* [課題の説明]:
芯材に関する抜粋について、次の1.〜3.の記述は本文と合っていますか。それぞれ「はい」か「いいえ」で答え、判断の決め手となる本文の語句を正確に引用してください。
1. 芯材の表面処理には、一般にコロナ放電処理法が好ましく用いられる。
2. 芯材の厚さは、特に2〜250μmであることが好ましいとされている。
3. 芯材のプラスチックフィルムは、延伸されていないものに限られる。

* [ページ抜粋]:
段差追従率(%)={(隙間や気泡無く埋められた段差の高さ)/(粘着剤層の厚み)}×100
【0079】
(3)芯材
芯材13は、両面粘着シート1に剛性を与えて、両面粘着シート1のハンドリング性を向上させるものである。この芯材13は、プラスチックフィルムから構成されることが好ましい。プラスチックフィルムの種類としては、例えば、ポリエチレンテレフタレート、ポリブチレンテレフタレート、ポリエチレンナフタレート等のポリエステルからなるポリエステルフィルム、ポリウレタンフィルム、ポリエチレンフィルム、ポリプロピレンフィルム、トリアセチルセルロース等のセルロースフィルム、ポリ塩化ビニルフィルム、ポリ塩化ビニリデンフィルム、ポリビニルアルコールフィルム、エチレン−酢酸ビニル共重合体フィルム、ポリスチレンフィルム、ポリカーボネートフィルム、アクリル樹脂フィルム、ノルボルネン系樹脂フィルム、シクロオレフィン樹脂フィルム等のプラスチックフィルム;これらの2種以上の積層体などを挙げることができる。プラスチックフィルムは、一軸延伸または二軸延伸されたものでもよい。これらの中でも、ポリエステルフィルムが好ましく、特にポリエチレンテレフタレートフィルムが好ましい。
【0080】
上記のようなプラスチックフィルムからなる芯材13においては、隣接する第1の粘着剤層11および/または第2の粘着剤層12との密着性を向上させる等の目的で、所望により片面または両面に、酸化法などによる表面処理、あるいはプライマー処理を施すことができる。上記酸化法としては、例えばコロナ放電処理、プラズマ放電処理、クロム酸化処理(湿式)、火炎処理、熱風処理、オゾン、紫外線照射処理などが挙げられる。これらの表面処理法は、プラスチックフィルムの種類に応じて適宜選ばれるが、一般にコロナ放電処理法が効果および操作性の面から好ましく用いられる。
【0081】
芯材13の厚さは、両面粘着シート1のハンドリング性向上の観点から、2〜250μmであることが好ましく、特に5〜125μmであることが好ましく、さらには10〜75μmであることが好ましい。

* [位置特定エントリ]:

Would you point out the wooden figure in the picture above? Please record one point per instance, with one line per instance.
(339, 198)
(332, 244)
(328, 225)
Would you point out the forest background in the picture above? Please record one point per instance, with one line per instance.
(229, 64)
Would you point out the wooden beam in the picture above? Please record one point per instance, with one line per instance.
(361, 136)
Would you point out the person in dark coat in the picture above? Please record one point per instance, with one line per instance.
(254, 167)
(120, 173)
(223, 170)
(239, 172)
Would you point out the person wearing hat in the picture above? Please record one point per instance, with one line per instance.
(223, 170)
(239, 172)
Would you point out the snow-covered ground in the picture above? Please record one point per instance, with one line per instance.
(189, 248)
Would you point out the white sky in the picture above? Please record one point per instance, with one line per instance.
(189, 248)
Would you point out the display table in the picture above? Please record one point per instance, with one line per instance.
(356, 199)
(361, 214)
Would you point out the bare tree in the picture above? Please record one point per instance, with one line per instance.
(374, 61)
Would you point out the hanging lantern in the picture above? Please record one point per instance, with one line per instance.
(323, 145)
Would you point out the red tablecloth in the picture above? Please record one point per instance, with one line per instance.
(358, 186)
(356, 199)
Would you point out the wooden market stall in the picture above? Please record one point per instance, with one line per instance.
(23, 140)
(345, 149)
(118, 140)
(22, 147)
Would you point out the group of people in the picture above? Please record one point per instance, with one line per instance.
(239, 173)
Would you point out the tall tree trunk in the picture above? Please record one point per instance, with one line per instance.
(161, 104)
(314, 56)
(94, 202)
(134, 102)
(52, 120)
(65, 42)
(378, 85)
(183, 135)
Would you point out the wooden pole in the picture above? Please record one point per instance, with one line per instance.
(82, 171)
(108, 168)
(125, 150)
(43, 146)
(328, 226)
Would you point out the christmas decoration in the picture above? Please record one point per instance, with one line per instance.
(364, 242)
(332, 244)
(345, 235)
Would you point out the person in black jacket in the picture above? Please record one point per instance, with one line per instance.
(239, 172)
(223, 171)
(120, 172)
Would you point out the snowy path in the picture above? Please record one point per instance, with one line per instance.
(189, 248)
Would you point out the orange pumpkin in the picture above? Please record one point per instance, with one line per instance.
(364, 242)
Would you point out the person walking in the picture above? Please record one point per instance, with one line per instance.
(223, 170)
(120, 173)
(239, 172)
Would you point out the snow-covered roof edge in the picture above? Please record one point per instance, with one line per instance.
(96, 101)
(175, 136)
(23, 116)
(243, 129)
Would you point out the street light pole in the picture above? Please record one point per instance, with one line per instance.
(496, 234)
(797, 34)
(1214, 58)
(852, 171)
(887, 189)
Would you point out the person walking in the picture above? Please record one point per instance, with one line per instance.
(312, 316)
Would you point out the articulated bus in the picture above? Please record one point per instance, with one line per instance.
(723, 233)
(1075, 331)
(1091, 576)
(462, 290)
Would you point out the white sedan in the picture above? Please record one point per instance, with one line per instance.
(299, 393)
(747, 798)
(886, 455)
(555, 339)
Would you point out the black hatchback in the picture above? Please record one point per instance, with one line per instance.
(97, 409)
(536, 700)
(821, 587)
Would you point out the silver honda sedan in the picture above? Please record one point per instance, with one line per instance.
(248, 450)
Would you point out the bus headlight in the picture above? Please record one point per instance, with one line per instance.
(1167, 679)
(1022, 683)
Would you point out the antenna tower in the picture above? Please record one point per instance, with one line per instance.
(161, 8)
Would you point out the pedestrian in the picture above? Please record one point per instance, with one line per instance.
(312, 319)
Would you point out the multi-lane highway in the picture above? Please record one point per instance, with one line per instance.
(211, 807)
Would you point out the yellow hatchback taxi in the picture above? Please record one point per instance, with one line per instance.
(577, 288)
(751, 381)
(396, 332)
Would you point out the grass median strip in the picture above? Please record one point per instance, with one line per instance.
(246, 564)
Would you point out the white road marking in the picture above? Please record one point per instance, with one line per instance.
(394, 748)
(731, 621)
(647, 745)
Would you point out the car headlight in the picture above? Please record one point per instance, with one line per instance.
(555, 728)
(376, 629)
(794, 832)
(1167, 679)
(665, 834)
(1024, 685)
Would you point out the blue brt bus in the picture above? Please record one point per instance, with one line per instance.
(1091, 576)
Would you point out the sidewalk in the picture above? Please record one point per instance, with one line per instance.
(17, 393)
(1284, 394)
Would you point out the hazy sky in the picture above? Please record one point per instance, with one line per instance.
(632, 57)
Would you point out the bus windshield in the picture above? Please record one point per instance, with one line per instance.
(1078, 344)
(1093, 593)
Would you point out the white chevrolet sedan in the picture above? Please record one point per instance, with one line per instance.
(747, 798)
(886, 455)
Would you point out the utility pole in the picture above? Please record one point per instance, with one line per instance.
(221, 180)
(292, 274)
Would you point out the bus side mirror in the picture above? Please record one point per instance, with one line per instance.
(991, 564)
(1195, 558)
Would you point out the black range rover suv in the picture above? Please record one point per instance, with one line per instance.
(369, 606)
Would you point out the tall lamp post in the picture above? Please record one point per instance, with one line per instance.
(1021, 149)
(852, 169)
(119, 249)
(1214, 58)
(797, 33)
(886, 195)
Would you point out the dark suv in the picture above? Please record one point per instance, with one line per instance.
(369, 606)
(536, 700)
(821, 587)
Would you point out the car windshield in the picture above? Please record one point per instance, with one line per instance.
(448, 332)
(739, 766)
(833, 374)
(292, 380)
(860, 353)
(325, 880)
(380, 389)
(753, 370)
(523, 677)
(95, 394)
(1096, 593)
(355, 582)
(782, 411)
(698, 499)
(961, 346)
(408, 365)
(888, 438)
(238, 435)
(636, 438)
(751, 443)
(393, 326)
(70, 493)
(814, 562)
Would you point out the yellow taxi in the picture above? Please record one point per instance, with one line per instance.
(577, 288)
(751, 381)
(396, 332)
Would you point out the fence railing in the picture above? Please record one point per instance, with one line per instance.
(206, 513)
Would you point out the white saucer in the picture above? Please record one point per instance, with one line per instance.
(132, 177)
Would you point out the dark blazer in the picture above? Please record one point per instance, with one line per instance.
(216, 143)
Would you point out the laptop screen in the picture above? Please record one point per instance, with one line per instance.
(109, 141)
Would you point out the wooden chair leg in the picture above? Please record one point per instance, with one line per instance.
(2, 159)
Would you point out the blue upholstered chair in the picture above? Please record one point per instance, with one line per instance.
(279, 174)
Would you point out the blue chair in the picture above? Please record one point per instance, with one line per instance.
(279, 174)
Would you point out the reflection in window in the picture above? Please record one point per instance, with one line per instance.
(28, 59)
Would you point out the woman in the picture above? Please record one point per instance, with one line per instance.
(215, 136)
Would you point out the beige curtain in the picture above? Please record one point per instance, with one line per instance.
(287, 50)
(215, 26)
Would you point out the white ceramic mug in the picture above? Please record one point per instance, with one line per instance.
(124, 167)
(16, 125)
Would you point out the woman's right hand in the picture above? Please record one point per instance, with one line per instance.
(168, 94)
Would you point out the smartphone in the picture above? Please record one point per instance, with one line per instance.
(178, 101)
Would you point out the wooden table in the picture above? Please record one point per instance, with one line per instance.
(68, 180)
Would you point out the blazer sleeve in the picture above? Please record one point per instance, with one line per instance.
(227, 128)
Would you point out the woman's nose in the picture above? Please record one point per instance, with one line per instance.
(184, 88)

* [解答全文]:
1. はい。「一般にコロナ放電処理法が効果および操作性の面から好ましく用いられる」
2. いいえ。「特に5〜125μmであることが好ましく」
3. いいえ。「プラスチックフィルムは、一軸延伸または二軸延伸されたものでもよい」